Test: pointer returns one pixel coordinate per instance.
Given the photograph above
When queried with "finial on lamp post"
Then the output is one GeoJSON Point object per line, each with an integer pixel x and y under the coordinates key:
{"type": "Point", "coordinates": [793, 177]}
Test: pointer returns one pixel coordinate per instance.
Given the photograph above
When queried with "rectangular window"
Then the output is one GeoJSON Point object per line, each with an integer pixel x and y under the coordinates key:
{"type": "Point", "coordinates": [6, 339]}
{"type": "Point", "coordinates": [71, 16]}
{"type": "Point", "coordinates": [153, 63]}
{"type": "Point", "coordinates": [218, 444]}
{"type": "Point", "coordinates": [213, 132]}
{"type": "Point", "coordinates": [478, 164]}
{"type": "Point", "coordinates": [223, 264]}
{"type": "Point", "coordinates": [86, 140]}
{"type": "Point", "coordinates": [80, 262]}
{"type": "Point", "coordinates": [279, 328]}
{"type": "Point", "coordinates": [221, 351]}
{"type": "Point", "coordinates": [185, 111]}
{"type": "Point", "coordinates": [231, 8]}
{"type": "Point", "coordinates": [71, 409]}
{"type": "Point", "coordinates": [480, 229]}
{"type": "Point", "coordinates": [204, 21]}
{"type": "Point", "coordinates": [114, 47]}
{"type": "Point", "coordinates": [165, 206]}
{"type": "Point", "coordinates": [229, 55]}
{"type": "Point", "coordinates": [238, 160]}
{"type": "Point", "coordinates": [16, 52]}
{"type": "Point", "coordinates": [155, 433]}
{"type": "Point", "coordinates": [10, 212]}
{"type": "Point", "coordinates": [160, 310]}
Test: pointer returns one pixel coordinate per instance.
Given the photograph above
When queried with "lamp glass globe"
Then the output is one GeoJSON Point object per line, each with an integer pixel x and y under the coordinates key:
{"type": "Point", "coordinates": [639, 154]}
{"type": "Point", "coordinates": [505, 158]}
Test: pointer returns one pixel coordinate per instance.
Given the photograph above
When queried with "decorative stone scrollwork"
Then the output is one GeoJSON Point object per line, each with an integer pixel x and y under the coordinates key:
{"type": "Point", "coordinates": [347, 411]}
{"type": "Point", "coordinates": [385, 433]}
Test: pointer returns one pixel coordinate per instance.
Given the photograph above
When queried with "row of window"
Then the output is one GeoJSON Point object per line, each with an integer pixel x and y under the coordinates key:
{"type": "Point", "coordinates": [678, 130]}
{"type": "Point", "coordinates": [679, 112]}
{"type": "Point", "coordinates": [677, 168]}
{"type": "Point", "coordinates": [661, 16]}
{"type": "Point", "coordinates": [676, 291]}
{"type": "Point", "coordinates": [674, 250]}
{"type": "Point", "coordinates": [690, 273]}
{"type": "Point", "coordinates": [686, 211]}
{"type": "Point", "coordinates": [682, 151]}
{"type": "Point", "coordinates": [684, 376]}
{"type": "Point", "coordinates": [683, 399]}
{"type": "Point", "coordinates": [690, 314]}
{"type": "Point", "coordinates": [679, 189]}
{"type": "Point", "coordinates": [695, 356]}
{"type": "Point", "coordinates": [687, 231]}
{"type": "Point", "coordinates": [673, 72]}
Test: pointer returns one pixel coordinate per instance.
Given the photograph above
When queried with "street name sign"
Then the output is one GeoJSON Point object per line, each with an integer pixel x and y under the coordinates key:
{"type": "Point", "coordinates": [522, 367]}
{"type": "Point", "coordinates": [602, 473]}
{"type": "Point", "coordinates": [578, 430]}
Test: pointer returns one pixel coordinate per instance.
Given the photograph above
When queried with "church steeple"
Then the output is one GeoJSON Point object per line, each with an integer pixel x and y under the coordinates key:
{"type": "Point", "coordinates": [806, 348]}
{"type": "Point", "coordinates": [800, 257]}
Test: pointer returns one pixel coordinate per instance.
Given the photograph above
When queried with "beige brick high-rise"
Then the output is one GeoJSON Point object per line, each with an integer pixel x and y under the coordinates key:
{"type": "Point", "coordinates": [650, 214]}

### [To be done]
Return every record, word for word.

### [The reply]
Test: pointer returns one pixel coordinate per instance.
Given the photograph above
When queried with "finial on lamp post"
Then the output is one GeoJSON Point object per line, each with an integer pixel x and y under the coordinates key:
{"type": "Point", "coordinates": [793, 177]}
Test: pointer returns one pixel coordinate per instance.
Given the photograph above
When queried with "rectangular window"
Then the output is one GeoJSON Point object per line, each with an integer pixel x and y under the coordinates key:
{"type": "Point", "coordinates": [6, 339]}
{"type": "Point", "coordinates": [71, 16]}
{"type": "Point", "coordinates": [153, 63]}
{"type": "Point", "coordinates": [218, 444]}
{"type": "Point", "coordinates": [213, 132]}
{"type": "Point", "coordinates": [478, 164]}
{"type": "Point", "coordinates": [223, 264]}
{"type": "Point", "coordinates": [86, 140]}
{"type": "Point", "coordinates": [80, 262]}
{"type": "Point", "coordinates": [279, 328]}
{"type": "Point", "coordinates": [221, 351]}
{"type": "Point", "coordinates": [185, 111]}
{"type": "Point", "coordinates": [231, 8]}
{"type": "Point", "coordinates": [71, 409]}
{"type": "Point", "coordinates": [480, 229]}
{"type": "Point", "coordinates": [204, 21]}
{"type": "Point", "coordinates": [114, 47]}
{"type": "Point", "coordinates": [165, 206]}
{"type": "Point", "coordinates": [229, 55]}
{"type": "Point", "coordinates": [238, 160]}
{"type": "Point", "coordinates": [16, 52]}
{"type": "Point", "coordinates": [155, 433]}
{"type": "Point", "coordinates": [10, 212]}
{"type": "Point", "coordinates": [160, 310]}
Test: pointer returns one pixel coordinate per instance.
Given the photograph above
When queried with "lamp glass globe"
Then the output is one GeoJSON Point object per line, each with an integer pixel x and y under the coordinates key:
{"type": "Point", "coordinates": [639, 154]}
{"type": "Point", "coordinates": [505, 158]}
Test: pointer returns one pixel coordinate per instance.
Given the photograph above
When queried with "decorative stone scrollwork"
Then the output is one GeoJSON Point object per line, each with an integer pixel x and y under the coordinates key:
{"type": "Point", "coordinates": [347, 411]}
{"type": "Point", "coordinates": [385, 433]}
Test: pointer returns one pixel coordinate per instance.
Given the photograph above
When queried with "row of window"
Then the output is one GeoJSON Point object per line, each with an integer pixel x and y under the coordinates key:
{"type": "Point", "coordinates": [678, 130]}
{"type": "Point", "coordinates": [679, 112]}
{"type": "Point", "coordinates": [677, 168]}
{"type": "Point", "coordinates": [661, 16]}
{"type": "Point", "coordinates": [676, 291]}
{"type": "Point", "coordinates": [674, 250]}
{"type": "Point", "coordinates": [690, 273]}
{"type": "Point", "coordinates": [686, 211]}
{"type": "Point", "coordinates": [682, 151]}
{"type": "Point", "coordinates": [684, 376]}
{"type": "Point", "coordinates": [683, 399]}
{"type": "Point", "coordinates": [690, 314]}
{"type": "Point", "coordinates": [679, 189]}
{"type": "Point", "coordinates": [695, 356]}
{"type": "Point", "coordinates": [687, 231]}
{"type": "Point", "coordinates": [673, 72]}
Test: pointer returns one pixel coordinate per instance.
Given the photograph above
When queried with "street name sign"
Then the output is one GeoJSON Point object per line, each with an integer pixel x and y under the coordinates key:
{"type": "Point", "coordinates": [522, 367]}
{"type": "Point", "coordinates": [602, 473]}
{"type": "Point", "coordinates": [578, 430]}
Test: pointer returns one pixel coordinate per instance.
Given the photograph above
When queried with "church steeple"
Then the output is one GeoJSON Point object per line, each with an integer pixel x and y under the coordinates key:
{"type": "Point", "coordinates": [806, 348]}
{"type": "Point", "coordinates": [800, 257]}
Test: pointer returns one pixel coordinate per instance.
Given the photograph above
When queried with "beige brick high-rise"
Then the output is one GeoJSON Point object per line, each with an integer pixel x and y under the coordinates key:
{"type": "Point", "coordinates": [650, 214]}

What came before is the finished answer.